*Exercise task:* Recast every line of the records below as a Markdown table with the columns "Row" and "Line": number each row and put the line's text beside it. Skip blank lines and omit the pictures.

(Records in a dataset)
+-------+

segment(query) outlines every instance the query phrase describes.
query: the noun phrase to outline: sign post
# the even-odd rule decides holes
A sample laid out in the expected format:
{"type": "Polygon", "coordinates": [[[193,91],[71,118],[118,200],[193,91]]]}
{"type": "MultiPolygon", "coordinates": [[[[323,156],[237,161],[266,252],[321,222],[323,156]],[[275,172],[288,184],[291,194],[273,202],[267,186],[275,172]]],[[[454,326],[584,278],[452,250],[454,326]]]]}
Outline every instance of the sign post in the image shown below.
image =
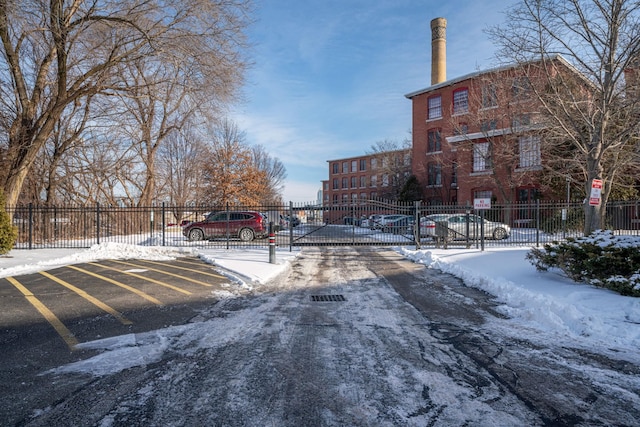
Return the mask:
{"type": "Polygon", "coordinates": [[[473,199],[473,208],[480,211],[480,250],[484,251],[484,211],[491,209],[491,199],[473,199]]]}
{"type": "Polygon", "coordinates": [[[589,206],[598,206],[602,199],[602,180],[591,181],[591,195],[589,196],[589,206]]]}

+-------+

*Correct result:*
| Row | Line |
|---|---|
| 1 | segment(query) outlines every instance the query phrase describes. |
| 2 | query: the noun phrase to outline: sign post |
| 3 | # the even-odd rule decides holes |
| 4 | A sample laid out in the expected format: |
| 5 | {"type": "Polygon", "coordinates": [[[193,91],[71,118],[118,200],[193,91]]]} |
| 6 | {"type": "MultiPolygon", "coordinates": [[[[323,156],[237,161],[266,252],[321,222],[323,156]],[[275,172],[288,184],[291,194],[273,202],[267,186],[275,172]]],[[[454,326],[584,278],[452,250],[454,326]]]]} |
| 7 | Outline every instance of the sign post in the image shown below. |
| 8 | image = |
| 9 | Return the mask: |
| 10 | {"type": "Polygon", "coordinates": [[[473,199],[473,208],[480,211],[480,250],[484,251],[484,211],[491,209],[491,199],[473,199]]]} |
| 11 | {"type": "Polygon", "coordinates": [[[589,206],[598,206],[602,199],[602,180],[591,181],[591,195],[589,196],[589,206]]]} |